───── DOCUMENT EXCERPT

[Bug 2101084] Re: GCC produces wrong code for arm64+sve in some cases

Vladimir Petko Wed, 17 Dec 2025 00:10:44 -0800

** Changed in: gcc-13 (Ubuntu Plucky)
       Status: Won't Fix => Invalid


** Changed in: gcc-14 (Ubuntu Questing)
       Status: Won't Fix => Invalid

** Changed in: gcc-14 (Ubuntu Resolute)
       Status: New => Invalid

** Changed in: gcc-14 (Ubuntu Plucky)
       Status: Won't Fix => Invalid

** No longer affects: gcc-8 (Ubuntu Resolute)

** No longer affects: gcc-9 (Ubuntu Resolute)

** Description changed:

+ 
+ [Impact]
+ 
+ This bug causes data corruption in the ARM64 code compiled with Scalable 
Vector Extensions (SVE) enabled for the 256-bit SVE processor but executed on 
128-bit SVE processors. 
+ Example is AWS workload built for Graviton3, but executed on Graviton4. 
+ 
+ When the compiler was compiling the ~ConstA (Not ConstA) expression to
+ compute the index into the vector it was actually computing -ConstA
+ (minus ConstA), e.g. ~4 instead of -5 produced -4.
+ 
+ Graviton 4  processes a 256-bit vector in two passes. For the second
+ pass it runs into this bug when computing indices into the second half
+ of the vector and ends up with {-4, -5, -6, -7}, processing the last
+ element of the first half twice and never touching the last element of
+ the vector.
+ 
+ This data corruption may cause data loss, failing checksums, and
+ potentially security issues.
+ 
+ [Test Plan]
+ 
+ I was using Raspberry PI 5 for testing, but any other ARM64 platform or
+ virtual machine will be sufficient.
+ 
+ Install QEMU in noble:
+ 
+ apt install qemu-user-static
+ 
+ Launch lxd vm for the affected release, e.g.
+ 
+ lxc launch ubuntu-daily:jammy tester
+ lxc file push test.c tester/home/ubuntu/
+ 
+ Install affected gcc:
+ lxc exec tester -- /bin/sh -c "apt-get update && apt-get install -y gcc-9"
+ 
+ Compile the reproducer[1]:
+ lxc exec tester -- /bin/sh -c "gcc-9 -fno-inline -O3 -Wall 
-fno-strict-aliasing  -march=armv8.4-a+sve  -o /home/ubuntu/final 
/home/ubuntu/test.c”
+ 
+ Fetch the reproducer:
+ lxc file pull tester/home/ubuntu/final final
+ 
+ Execute the testcase:
+ qemu-aarch64-static -cpu neoverse-n2 ./final
+ 
+ The testcase will output:
+ PASS: got 0x00bbbbbb 0x00aaaaaa as expected
+ If the bug is fixed and
+ ERROR: expected 0x00bbbbbb 0x00aaaaaa but got 0x00bbbbbb 0xaaaaaa00 
+ otherwise.
+ 
+ [Where the problems can occur]
+ 
+ The issue is a typo in the code that is used to calculate offset into
+ the vector.

──────────

— GIVEN EXERCISE —
Pick up the bug report on GCC producing wrong code for arm64 with SVE, and carry it on from its last sentence.

───── RECORDS SUPPLIED

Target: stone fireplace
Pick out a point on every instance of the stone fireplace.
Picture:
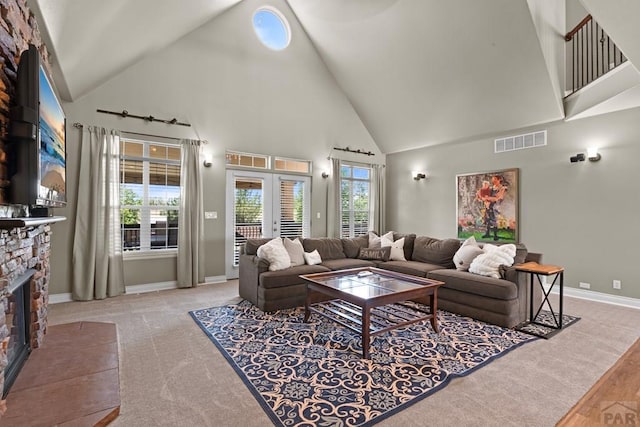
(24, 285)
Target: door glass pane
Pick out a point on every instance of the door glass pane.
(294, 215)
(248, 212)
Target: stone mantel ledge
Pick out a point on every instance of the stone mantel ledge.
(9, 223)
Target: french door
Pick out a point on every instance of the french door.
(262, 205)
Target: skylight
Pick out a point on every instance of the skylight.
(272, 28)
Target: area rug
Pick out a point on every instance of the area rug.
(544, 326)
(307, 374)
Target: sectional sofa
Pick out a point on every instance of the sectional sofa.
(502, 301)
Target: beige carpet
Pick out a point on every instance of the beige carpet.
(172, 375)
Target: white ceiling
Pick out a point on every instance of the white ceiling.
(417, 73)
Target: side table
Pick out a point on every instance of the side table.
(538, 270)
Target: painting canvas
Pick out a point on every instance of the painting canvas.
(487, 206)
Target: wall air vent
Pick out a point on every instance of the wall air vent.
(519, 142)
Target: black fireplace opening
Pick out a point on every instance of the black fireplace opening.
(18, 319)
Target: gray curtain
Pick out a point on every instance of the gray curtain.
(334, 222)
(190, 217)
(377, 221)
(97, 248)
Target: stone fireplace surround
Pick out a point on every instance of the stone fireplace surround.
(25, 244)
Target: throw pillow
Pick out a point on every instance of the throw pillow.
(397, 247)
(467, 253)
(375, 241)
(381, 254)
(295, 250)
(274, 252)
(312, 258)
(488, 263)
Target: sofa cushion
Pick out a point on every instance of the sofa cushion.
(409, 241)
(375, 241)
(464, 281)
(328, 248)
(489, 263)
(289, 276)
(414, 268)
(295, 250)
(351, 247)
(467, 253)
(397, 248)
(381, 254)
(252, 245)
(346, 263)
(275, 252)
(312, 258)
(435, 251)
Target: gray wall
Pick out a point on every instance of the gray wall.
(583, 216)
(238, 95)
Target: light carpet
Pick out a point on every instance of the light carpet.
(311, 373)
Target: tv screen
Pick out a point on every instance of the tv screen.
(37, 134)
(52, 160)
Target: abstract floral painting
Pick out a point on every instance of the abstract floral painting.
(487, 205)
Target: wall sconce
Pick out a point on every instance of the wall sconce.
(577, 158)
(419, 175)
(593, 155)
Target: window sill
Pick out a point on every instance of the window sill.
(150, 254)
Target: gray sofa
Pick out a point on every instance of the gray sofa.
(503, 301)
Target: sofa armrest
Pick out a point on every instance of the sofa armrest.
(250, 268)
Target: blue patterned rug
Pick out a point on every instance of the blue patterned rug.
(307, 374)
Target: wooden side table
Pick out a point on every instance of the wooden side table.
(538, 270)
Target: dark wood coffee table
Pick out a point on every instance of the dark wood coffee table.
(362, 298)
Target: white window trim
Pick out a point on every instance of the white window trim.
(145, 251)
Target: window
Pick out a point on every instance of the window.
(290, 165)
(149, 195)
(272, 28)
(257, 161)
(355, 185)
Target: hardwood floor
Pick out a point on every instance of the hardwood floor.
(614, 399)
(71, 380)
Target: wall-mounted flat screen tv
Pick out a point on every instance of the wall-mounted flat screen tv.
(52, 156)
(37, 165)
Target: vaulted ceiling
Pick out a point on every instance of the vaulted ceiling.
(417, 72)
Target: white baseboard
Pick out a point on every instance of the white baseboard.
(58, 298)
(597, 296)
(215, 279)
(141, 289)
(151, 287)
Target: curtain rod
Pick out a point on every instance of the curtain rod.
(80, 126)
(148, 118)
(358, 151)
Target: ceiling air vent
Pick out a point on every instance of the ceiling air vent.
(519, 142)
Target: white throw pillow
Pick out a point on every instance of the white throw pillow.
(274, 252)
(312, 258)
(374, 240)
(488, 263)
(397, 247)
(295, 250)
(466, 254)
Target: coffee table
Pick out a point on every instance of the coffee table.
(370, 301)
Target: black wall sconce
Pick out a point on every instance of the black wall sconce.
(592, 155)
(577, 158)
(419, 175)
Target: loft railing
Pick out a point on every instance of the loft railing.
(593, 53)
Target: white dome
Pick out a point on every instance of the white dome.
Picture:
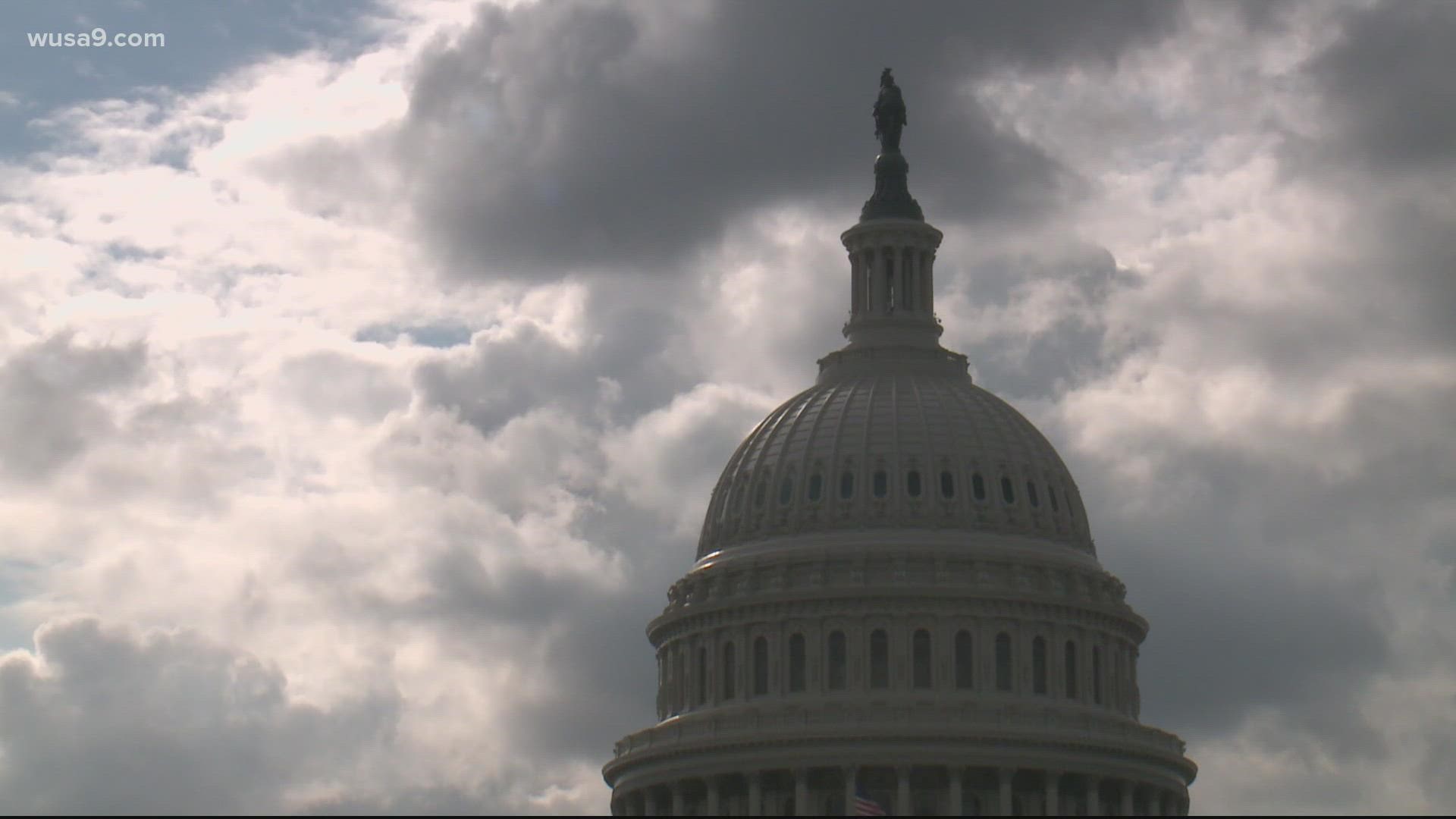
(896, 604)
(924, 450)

──────────
───── RECORDS SUPPLIED

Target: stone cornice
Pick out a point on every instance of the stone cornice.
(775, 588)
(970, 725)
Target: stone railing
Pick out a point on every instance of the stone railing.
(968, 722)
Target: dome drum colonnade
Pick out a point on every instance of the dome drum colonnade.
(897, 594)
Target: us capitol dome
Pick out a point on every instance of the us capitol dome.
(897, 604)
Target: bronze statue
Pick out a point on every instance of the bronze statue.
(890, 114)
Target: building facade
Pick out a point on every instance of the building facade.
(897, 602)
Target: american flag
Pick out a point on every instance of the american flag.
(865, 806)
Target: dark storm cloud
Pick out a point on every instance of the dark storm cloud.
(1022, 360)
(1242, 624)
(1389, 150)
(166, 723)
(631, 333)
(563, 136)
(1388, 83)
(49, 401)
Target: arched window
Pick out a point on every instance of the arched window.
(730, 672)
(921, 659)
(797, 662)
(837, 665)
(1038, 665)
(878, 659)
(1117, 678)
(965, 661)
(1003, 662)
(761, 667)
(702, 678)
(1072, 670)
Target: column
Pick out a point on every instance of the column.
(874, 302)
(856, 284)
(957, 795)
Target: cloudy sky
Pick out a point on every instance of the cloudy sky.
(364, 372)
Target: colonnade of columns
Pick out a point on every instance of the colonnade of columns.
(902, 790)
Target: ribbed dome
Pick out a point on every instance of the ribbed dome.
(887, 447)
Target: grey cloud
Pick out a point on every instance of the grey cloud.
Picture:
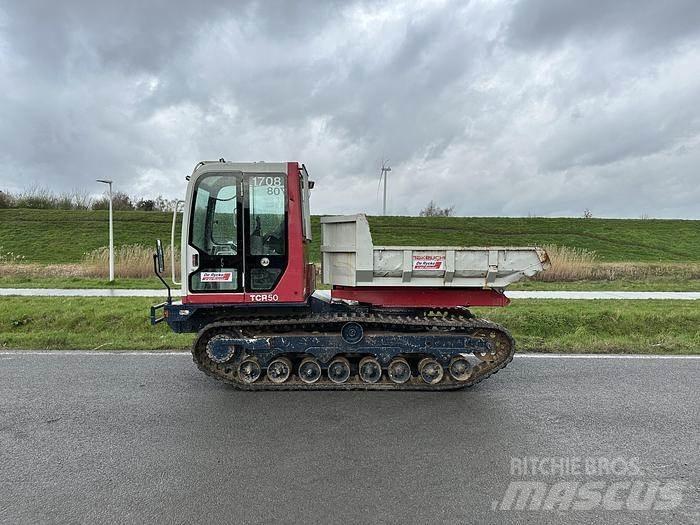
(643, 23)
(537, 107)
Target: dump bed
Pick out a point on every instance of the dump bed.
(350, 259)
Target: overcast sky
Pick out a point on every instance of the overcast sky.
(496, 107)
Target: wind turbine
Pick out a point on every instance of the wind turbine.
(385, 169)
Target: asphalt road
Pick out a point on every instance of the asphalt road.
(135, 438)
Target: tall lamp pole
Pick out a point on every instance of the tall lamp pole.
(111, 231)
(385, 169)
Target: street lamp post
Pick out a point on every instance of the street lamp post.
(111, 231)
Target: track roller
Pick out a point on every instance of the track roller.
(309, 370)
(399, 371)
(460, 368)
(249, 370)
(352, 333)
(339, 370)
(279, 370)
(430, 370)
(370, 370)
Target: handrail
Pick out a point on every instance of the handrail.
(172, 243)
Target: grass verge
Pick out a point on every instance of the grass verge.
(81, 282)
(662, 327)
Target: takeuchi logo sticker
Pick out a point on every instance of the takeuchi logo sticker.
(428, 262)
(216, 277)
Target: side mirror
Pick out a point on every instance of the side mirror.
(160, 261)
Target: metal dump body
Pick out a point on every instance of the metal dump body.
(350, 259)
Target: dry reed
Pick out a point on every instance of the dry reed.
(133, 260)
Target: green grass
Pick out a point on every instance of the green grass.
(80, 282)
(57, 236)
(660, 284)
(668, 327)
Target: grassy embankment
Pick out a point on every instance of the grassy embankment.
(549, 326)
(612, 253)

──────────
───── RECORDS SUPPLIED

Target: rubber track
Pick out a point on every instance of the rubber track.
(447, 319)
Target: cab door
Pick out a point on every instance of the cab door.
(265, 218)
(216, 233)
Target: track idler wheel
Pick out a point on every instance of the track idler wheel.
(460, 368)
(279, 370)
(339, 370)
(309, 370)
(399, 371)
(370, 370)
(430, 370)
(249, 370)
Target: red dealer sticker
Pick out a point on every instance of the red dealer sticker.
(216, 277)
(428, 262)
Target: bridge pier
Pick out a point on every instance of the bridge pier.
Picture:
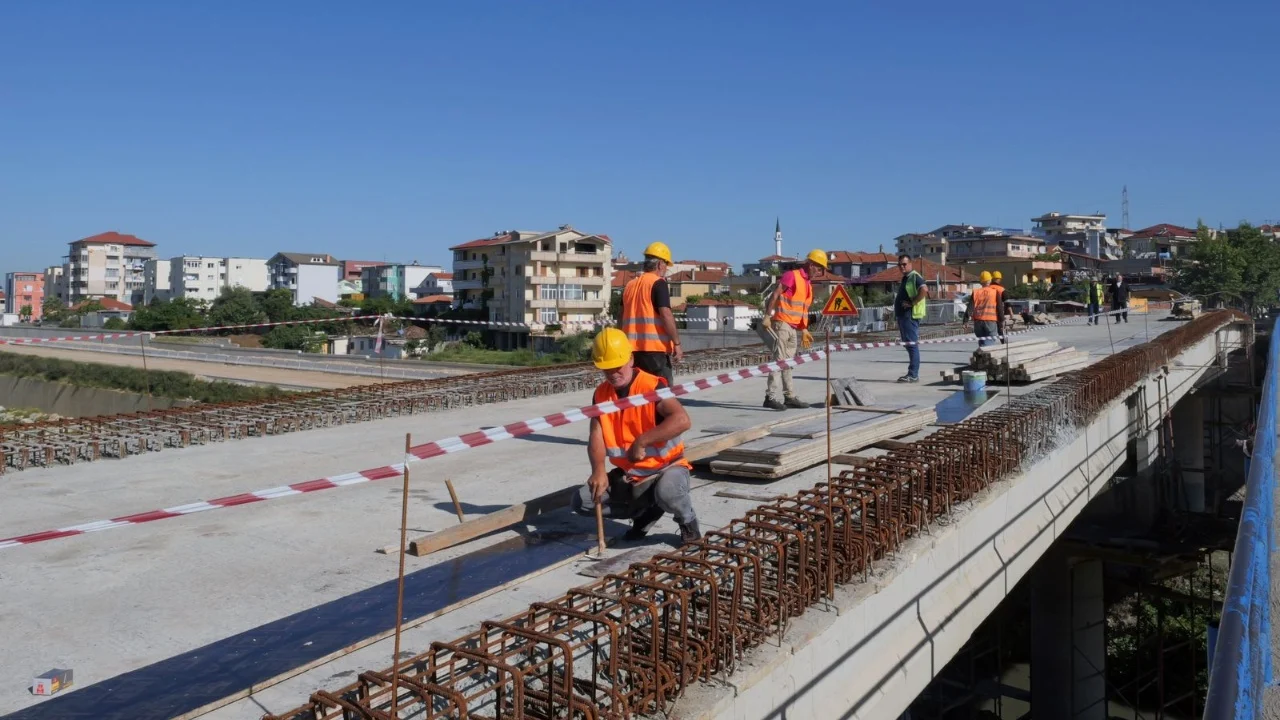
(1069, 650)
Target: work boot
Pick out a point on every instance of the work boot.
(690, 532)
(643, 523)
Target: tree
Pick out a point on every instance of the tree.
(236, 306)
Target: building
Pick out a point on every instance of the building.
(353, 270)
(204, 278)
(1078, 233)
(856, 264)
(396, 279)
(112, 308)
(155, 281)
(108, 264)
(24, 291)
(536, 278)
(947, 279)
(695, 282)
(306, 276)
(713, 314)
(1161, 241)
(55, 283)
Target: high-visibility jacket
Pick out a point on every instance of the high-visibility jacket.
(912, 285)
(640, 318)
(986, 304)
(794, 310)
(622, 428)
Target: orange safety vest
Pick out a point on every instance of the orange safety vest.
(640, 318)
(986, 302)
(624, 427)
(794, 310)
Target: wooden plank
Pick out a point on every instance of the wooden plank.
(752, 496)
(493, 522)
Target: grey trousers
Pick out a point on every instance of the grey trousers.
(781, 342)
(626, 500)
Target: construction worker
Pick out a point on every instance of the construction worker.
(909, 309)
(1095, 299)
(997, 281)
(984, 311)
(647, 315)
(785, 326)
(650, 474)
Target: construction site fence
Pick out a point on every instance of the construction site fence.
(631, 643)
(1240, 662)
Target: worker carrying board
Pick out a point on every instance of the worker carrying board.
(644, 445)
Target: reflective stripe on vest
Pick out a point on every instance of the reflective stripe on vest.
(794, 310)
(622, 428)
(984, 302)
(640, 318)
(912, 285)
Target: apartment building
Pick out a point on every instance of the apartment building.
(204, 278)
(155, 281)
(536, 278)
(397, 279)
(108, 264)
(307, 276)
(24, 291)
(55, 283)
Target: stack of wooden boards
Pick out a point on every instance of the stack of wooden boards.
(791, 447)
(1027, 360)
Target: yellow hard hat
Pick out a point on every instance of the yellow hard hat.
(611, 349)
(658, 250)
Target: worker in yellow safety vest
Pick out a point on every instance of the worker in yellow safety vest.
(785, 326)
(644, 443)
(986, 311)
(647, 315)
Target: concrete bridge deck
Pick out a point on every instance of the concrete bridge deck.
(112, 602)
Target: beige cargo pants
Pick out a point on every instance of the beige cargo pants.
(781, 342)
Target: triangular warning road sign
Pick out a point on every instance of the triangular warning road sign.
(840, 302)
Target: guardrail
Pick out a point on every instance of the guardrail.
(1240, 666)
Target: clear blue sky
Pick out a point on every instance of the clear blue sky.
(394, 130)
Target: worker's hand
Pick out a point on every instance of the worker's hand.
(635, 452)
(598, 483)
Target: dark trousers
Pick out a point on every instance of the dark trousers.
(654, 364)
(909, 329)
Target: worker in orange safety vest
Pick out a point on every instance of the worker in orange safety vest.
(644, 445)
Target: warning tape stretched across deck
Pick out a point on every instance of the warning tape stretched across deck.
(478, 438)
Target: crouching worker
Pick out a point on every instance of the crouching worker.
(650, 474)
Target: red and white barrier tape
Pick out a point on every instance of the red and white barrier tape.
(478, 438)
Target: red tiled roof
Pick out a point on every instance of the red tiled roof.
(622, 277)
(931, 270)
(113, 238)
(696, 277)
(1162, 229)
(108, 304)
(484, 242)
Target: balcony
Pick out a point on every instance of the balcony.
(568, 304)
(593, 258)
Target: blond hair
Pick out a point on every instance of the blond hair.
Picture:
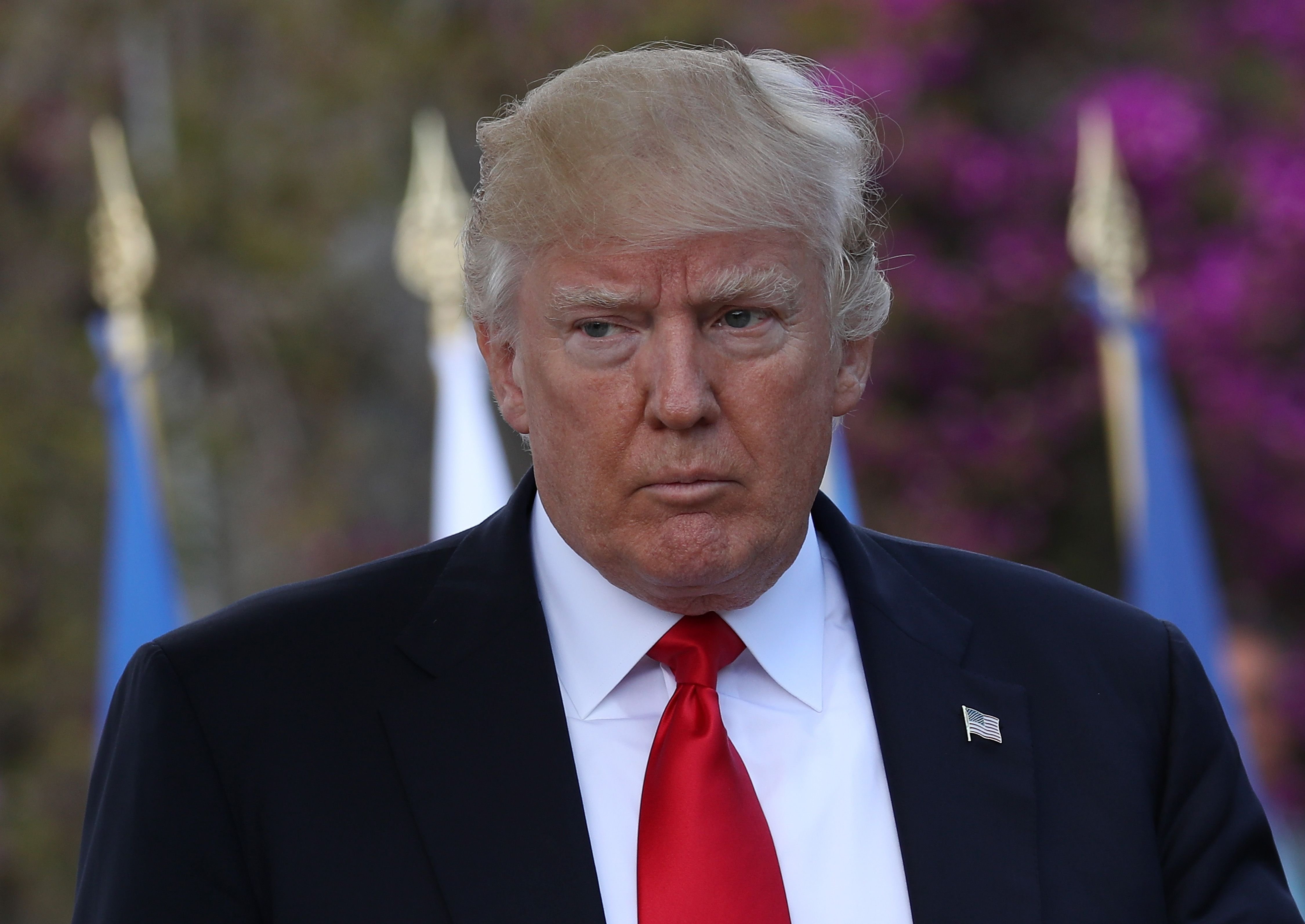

──────────

— THE OUTPUT —
+ 
+ The already corrupted data (e.g. checksums) calculated by the affected
+ code will not match with the values produced after the fix. This may
+ cause the end user to rebuild the indices relying on the calculated hash
+ values after their workloads are recompiled by the fixed gcc.
+ 
+ [Other info]
+ 
+ Focal fixes will be done through the -pro updates.
+ 
+ I have ran the test case set Invalid for the versions that are not
+ affected by this issue.
+ 
+ Affected:
+ All gcc-8[2]
+ All gcc-9[2]
+ All gcc-11[2]
+ Noble and down Gcc-12 
+ Noble and down Gcc-13
+ Noble and down Gcc-14
+ Gcc-15 is not affected
+ 
+ [1] 
https://bugs.launchpad.net/ubuntu/plucky/+source/gcc-14/+bug/2101084/comments/39
+ [2] https://gcc.gnu.org/bugzilla/show_bug.cgi?id=118976#c21
+ 
+ 
+ Original Description:
+ 
  [Impact]
  This issue affects SVE vectorization on arm64 platforms, specifically in 
cases where bitwise-not operations are applied during optimization.
  
  [Fix]
  This issue has been resolved by an upstream patch.
  
  commit 78380fd7f743e23dfdf013d68a2f0347e1511550
  Author: Richard Sandiford <[email protected]>
  Date: Tue Mar 4 10:44:35 2025 +0000
  
      Fix folding of BIT_NOT_EXPR for POLY_INT_CST [PR118976]
  
      There was an embarrassing typo in the folding of BIT_NOT_EXPR for
      POLY_INT_CSTs: it used - rather than ~ on the poly_int.  Not sure
      how that happened, but it might have been due to the way that
      ~x is implemented as -1 - x internally.
  
      gcc/
              PR tree-optimization/118976
              * fold-const.cc (const_unop): Use ~ rather than - for 
BIT_NOT_EXPR.
              * config/aarch64/aarch64.cc (aarch64_test_sve_folding): New 
function.
              (aarch64_run_selftests): Run it.
  
  [Test Plan]
  1. Launch an instance using the latest generation of Graviton processors 
(Graviton4).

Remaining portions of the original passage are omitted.